→ **Do this**: List, copied in full, each line of the records below that contains the string "bank".

[Records of labeled points]
— Begin —

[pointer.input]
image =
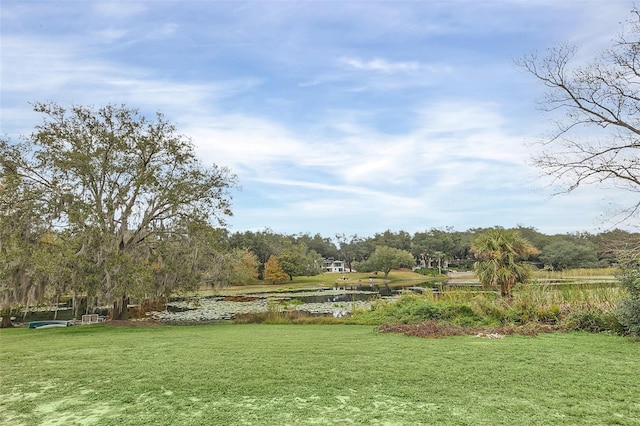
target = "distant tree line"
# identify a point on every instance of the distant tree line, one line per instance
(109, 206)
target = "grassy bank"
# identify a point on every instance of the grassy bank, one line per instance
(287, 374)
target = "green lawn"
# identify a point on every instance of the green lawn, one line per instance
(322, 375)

— End —
— Begin —

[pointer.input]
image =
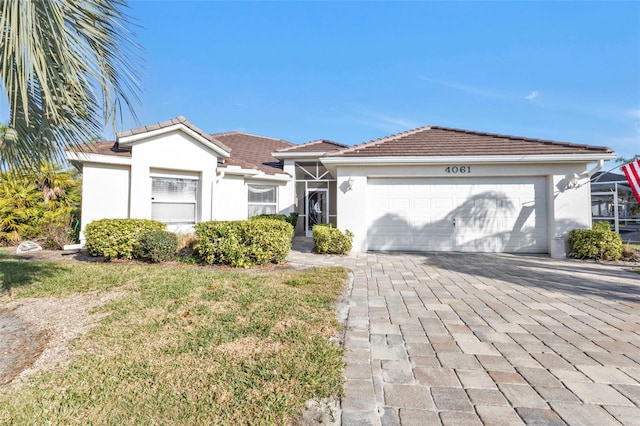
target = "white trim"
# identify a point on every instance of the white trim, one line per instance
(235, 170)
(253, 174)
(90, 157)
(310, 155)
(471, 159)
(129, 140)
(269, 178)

— End —

→ **Exercise response**:
target = "grassy bank"
# identify a point on every instance of the grassy bank, one line per instance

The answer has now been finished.